↓

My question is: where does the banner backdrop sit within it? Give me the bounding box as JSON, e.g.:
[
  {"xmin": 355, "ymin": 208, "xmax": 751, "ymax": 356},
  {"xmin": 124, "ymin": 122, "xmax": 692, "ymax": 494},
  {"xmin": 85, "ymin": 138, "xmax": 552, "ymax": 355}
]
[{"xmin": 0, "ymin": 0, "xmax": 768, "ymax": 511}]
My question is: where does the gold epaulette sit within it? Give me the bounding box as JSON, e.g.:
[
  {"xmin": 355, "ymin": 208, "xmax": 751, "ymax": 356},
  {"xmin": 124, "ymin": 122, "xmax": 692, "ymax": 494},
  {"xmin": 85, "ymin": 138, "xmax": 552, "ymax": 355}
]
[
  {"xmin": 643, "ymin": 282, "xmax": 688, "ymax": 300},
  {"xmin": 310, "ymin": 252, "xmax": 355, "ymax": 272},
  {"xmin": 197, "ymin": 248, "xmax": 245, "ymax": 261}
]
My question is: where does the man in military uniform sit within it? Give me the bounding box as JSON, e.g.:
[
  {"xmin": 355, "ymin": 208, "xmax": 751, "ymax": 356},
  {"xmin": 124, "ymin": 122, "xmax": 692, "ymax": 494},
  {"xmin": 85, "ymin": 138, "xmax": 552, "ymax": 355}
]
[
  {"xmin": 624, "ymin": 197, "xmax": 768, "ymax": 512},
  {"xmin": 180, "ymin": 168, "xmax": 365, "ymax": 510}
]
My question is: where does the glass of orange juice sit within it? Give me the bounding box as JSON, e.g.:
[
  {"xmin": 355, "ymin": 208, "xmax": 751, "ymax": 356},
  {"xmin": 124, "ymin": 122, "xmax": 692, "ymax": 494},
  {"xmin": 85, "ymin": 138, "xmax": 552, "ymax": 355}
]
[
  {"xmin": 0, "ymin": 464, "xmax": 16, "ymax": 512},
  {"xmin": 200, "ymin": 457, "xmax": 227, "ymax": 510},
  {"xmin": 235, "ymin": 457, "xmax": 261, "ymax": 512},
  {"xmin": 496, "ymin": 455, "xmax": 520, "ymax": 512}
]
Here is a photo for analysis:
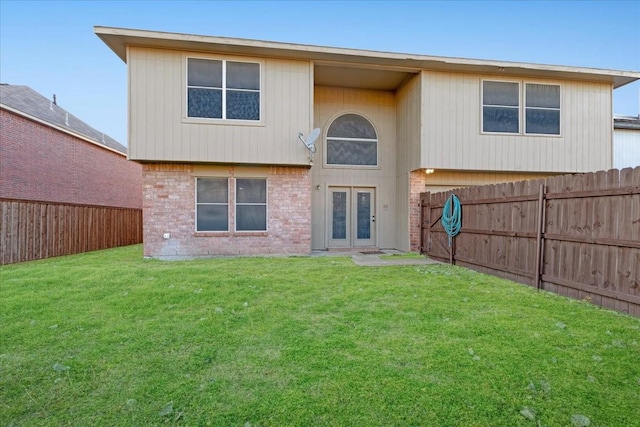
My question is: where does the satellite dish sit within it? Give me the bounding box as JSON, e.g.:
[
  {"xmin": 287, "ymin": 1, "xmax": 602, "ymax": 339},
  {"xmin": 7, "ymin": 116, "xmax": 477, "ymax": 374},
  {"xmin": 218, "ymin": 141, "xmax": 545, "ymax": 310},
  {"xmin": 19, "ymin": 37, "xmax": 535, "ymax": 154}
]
[{"xmin": 298, "ymin": 128, "xmax": 320, "ymax": 153}]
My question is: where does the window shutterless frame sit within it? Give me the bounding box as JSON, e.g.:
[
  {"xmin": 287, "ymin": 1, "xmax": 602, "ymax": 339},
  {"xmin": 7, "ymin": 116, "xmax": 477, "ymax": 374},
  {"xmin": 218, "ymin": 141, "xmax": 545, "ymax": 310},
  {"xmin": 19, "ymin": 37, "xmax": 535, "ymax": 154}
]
[
  {"xmin": 523, "ymin": 83, "xmax": 562, "ymax": 136},
  {"xmin": 194, "ymin": 177, "xmax": 230, "ymax": 233},
  {"xmin": 184, "ymin": 56, "xmax": 264, "ymax": 124},
  {"xmin": 480, "ymin": 79, "xmax": 562, "ymax": 137},
  {"xmin": 234, "ymin": 177, "xmax": 269, "ymax": 233},
  {"xmin": 480, "ymin": 80, "xmax": 522, "ymax": 135}
]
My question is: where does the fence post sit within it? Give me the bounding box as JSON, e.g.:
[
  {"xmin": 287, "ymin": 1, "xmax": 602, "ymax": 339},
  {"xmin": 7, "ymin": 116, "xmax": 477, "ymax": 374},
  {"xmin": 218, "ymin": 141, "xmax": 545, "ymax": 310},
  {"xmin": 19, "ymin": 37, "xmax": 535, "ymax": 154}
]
[{"xmin": 533, "ymin": 182, "xmax": 545, "ymax": 289}]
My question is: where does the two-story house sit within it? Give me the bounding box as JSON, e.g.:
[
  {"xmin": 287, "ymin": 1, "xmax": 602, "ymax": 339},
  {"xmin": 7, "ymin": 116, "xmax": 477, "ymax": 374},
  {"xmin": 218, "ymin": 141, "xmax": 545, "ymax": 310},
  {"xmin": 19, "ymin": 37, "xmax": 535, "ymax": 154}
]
[{"xmin": 95, "ymin": 27, "xmax": 640, "ymax": 259}]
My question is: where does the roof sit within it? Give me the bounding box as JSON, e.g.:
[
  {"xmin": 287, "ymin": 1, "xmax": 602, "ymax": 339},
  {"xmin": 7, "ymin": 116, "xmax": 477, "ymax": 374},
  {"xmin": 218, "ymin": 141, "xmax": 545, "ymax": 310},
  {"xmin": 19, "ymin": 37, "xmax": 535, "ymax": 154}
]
[
  {"xmin": 613, "ymin": 115, "xmax": 640, "ymax": 130},
  {"xmin": 0, "ymin": 83, "xmax": 127, "ymax": 154},
  {"xmin": 94, "ymin": 26, "xmax": 640, "ymax": 90}
]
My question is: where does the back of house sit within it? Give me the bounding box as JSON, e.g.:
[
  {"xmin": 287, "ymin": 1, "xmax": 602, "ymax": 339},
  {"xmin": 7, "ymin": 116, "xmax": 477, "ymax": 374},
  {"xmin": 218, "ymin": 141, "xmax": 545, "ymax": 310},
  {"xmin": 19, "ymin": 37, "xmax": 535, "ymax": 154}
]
[{"xmin": 95, "ymin": 27, "xmax": 640, "ymax": 259}]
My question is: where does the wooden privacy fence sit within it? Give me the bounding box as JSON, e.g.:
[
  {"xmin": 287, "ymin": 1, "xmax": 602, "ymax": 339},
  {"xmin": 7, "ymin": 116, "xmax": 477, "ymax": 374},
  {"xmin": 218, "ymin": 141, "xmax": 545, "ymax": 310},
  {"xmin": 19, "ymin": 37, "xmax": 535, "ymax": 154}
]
[
  {"xmin": 0, "ymin": 199, "xmax": 142, "ymax": 265},
  {"xmin": 421, "ymin": 167, "xmax": 640, "ymax": 316}
]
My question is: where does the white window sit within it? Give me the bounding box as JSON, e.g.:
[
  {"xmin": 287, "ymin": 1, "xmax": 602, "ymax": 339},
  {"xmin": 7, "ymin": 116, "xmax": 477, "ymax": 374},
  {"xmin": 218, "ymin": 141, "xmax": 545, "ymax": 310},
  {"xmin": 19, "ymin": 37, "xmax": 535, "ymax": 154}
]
[
  {"xmin": 482, "ymin": 80, "xmax": 560, "ymax": 135},
  {"xmin": 482, "ymin": 81, "xmax": 520, "ymax": 133},
  {"xmin": 187, "ymin": 58, "xmax": 260, "ymax": 121},
  {"xmin": 525, "ymin": 83, "xmax": 560, "ymax": 135},
  {"xmin": 326, "ymin": 114, "xmax": 378, "ymax": 166},
  {"xmin": 196, "ymin": 178, "xmax": 229, "ymax": 231},
  {"xmin": 235, "ymin": 178, "xmax": 267, "ymax": 231}
]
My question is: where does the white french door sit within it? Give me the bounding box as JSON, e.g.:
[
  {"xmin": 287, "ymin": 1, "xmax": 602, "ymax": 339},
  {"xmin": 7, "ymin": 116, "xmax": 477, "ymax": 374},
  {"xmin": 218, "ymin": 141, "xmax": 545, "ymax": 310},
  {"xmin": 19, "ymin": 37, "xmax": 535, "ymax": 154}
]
[{"xmin": 327, "ymin": 187, "xmax": 376, "ymax": 248}]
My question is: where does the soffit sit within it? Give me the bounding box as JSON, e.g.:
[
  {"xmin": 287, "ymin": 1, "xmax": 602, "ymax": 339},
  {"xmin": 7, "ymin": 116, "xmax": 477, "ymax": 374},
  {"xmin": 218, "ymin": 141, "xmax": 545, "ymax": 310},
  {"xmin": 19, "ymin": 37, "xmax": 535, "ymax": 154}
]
[{"xmin": 94, "ymin": 27, "xmax": 640, "ymax": 88}]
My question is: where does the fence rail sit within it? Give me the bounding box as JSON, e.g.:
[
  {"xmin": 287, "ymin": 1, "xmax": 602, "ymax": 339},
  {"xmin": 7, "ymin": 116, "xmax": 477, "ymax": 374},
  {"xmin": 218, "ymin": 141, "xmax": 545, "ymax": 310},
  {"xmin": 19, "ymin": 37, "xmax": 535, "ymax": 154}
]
[
  {"xmin": 0, "ymin": 199, "xmax": 142, "ymax": 265},
  {"xmin": 421, "ymin": 167, "xmax": 640, "ymax": 316}
]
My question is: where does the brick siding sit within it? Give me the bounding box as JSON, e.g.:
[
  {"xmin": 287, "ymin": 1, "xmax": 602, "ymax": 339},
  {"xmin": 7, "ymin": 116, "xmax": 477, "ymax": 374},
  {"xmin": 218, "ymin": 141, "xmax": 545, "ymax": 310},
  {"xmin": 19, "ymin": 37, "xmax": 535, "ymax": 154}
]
[
  {"xmin": 0, "ymin": 109, "xmax": 142, "ymax": 209},
  {"xmin": 143, "ymin": 164, "xmax": 311, "ymax": 260}
]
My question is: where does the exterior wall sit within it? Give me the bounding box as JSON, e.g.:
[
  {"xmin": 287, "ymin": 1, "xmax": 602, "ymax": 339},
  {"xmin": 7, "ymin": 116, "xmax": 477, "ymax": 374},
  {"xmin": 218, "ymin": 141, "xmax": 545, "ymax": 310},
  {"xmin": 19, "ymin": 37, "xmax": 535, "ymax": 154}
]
[
  {"xmin": 128, "ymin": 48, "xmax": 313, "ymax": 166},
  {"xmin": 420, "ymin": 71, "xmax": 613, "ymax": 172},
  {"xmin": 311, "ymin": 86, "xmax": 396, "ymax": 249},
  {"xmin": 409, "ymin": 169, "xmax": 426, "ymax": 252},
  {"xmin": 0, "ymin": 109, "xmax": 142, "ymax": 209},
  {"xmin": 396, "ymin": 74, "xmax": 423, "ymax": 174},
  {"xmin": 613, "ymin": 129, "xmax": 640, "ymax": 169},
  {"xmin": 395, "ymin": 74, "xmax": 424, "ymax": 251},
  {"xmin": 143, "ymin": 164, "xmax": 311, "ymax": 260}
]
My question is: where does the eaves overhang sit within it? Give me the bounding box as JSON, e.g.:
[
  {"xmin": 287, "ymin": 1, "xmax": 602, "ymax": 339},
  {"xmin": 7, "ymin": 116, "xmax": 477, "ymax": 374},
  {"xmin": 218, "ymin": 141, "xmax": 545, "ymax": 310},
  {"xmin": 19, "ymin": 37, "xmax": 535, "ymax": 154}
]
[{"xmin": 94, "ymin": 26, "xmax": 640, "ymax": 89}]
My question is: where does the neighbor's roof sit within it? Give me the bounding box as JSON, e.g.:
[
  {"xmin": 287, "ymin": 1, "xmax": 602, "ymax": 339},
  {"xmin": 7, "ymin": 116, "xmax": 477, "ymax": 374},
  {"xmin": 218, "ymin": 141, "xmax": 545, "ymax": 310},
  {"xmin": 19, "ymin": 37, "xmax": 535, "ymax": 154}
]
[
  {"xmin": 94, "ymin": 26, "xmax": 640, "ymax": 89},
  {"xmin": 0, "ymin": 83, "xmax": 127, "ymax": 154},
  {"xmin": 613, "ymin": 115, "xmax": 640, "ymax": 130}
]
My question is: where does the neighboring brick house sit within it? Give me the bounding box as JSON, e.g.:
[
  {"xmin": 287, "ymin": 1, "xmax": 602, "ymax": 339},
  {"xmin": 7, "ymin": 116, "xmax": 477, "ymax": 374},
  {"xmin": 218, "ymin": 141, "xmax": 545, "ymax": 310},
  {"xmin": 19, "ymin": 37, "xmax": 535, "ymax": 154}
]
[
  {"xmin": 95, "ymin": 27, "xmax": 640, "ymax": 259},
  {"xmin": 0, "ymin": 84, "xmax": 142, "ymax": 209},
  {"xmin": 0, "ymin": 84, "xmax": 142, "ymax": 265}
]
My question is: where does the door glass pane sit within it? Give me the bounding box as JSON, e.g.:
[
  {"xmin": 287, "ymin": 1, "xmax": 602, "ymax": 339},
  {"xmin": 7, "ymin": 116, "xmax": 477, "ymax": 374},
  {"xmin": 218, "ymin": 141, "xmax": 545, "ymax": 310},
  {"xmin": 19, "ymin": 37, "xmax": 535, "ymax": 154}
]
[
  {"xmin": 357, "ymin": 193, "xmax": 371, "ymax": 239},
  {"xmin": 327, "ymin": 139, "xmax": 378, "ymax": 166},
  {"xmin": 332, "ymin": 191, "xmax": 347, "ymax": 239}
]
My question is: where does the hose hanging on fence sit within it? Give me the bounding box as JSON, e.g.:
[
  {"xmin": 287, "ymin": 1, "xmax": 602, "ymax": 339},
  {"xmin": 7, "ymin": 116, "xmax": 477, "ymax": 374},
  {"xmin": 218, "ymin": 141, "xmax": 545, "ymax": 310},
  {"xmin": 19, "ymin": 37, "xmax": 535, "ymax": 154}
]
[{"xmin": 441, "ymin": 194, "xmax": 462, "ymax": 247}]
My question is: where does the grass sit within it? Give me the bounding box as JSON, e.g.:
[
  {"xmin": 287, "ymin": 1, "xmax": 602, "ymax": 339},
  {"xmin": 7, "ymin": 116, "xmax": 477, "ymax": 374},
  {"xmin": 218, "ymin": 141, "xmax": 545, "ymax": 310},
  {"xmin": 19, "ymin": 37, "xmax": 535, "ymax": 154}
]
[{"xmin": 0, "ymin": 246, "xmax": 640, "ymax": 426}]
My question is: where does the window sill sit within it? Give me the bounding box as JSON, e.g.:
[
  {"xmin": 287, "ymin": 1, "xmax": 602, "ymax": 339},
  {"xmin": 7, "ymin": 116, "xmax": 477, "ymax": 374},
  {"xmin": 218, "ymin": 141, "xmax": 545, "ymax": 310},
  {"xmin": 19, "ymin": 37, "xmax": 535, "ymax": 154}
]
[
  {"xmin": 182, "ymin": 117, "xmax": 265, "ymax": 127},
  {"xmin": 192, "ymin": 231, "xmax": 269, "ymax": 237}
]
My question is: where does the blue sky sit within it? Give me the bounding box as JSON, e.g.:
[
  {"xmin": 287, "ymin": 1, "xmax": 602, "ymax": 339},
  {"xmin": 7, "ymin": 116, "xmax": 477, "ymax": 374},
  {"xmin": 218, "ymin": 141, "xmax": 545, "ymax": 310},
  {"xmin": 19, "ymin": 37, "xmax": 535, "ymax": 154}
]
[{"xmin": 0, "ymin": 0, "xmax": 640, "ymax": 145}]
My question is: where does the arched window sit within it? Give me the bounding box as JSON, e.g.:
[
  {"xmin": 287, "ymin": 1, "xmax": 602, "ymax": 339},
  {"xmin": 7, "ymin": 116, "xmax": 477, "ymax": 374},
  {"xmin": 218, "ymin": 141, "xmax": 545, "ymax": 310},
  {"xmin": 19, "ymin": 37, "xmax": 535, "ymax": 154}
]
[{"xmin": 327, "ymin": 114, "xmax": 378, "ymax": 166}]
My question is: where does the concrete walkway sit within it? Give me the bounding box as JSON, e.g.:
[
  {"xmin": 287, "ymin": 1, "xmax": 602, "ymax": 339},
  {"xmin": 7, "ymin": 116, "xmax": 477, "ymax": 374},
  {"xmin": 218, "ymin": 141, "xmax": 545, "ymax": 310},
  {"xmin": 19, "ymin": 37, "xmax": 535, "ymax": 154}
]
[{"xmin": 311, "ymin": 249, "xmax": 438, "ymax": 267}]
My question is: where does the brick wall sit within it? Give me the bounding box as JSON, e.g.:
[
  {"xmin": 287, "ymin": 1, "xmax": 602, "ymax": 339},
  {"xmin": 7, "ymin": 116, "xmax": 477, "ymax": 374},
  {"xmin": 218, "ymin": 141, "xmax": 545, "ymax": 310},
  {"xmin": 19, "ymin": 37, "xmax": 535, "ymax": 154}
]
[
  {"xmin": 143, "ymin": 164, "xmax": 311, "ymax": 259},
  {"xmin": 0, "ymin": 109, "xmax": 142, "ymax": 209},
  {"xmin": 409, "ymin": 169, "xmax": 426, "ymax": 252}
]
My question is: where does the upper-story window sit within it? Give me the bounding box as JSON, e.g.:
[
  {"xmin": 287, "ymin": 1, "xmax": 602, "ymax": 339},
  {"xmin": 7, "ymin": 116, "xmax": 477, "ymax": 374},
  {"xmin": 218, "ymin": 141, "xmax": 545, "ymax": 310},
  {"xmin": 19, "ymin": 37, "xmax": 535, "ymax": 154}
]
[
  {"xmin": 327, "ymin": 114, "xmax": 378, "ymax": 166},
  {"xmin": 482, "ymin": 81, "xmax": 520, "ymax": 133},
  {"xmin": 525, "ymin": 83, "xmax": 560, "ymax": 135},
  {"xmin": 187, "ymin": 58, "xmax": 260, "ymax": 121},
  {"xmin": 482, "ymin": 80, "xmax": 560, "ymax": 135}
]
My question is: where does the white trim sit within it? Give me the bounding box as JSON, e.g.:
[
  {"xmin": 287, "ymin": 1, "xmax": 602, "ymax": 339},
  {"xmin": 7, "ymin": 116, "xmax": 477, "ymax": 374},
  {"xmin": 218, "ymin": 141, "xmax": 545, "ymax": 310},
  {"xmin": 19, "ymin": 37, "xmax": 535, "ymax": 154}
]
[
  {"xmin": 480, "ymin": 78, "xmax": 563, "ymax": 138},
  {"xmin": 193, "ymin": 176, "xmax": 231, "ymax": 233},
  {"xmin": 0, "ymin": 103, "xmax": 128, "ymax": 158},
  {"xmin": 182, "ymin": 53, "xmax": 265, "ymax": 122},
  {"xmin": 93, "ymin": 26, "xmax": 640, "ymax": 88},
  {"xmin": 480, "ymin": 79, "xmax": 523, "ymax": 136}
]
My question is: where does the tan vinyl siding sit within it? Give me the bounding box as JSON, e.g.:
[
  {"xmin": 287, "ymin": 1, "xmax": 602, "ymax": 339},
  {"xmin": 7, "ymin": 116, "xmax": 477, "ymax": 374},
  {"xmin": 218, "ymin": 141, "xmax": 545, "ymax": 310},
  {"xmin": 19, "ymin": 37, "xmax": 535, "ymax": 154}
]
[
  {"xmin": 311, "ymin": 86, "xmax": 396, "ymax": 249},
  {"xmin": 421, "ymin": 71, "xmax": 612, "ymax": 172},
  {"xmin": 395, "ymin": 173, "xmax": 410, "ymax": 251},
  {"xmin": 396, "ymin": 74, "xmax": 422, "ymax": 174},
  {"xmin": 129, "ymin": 48, "xmax": 313, "ymax": 165}
]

↑

▶ [Your goal] Report every line above that contains the word "siding", copying each one in full.

▶ [Solution to the exercise]
My question is: where does the brick siding sit within it? Give me the bounding box as JSON, e.g.:
My question is: where does the tan vinyl siding sit within it? Give me the bounding box as JSON, e.g.:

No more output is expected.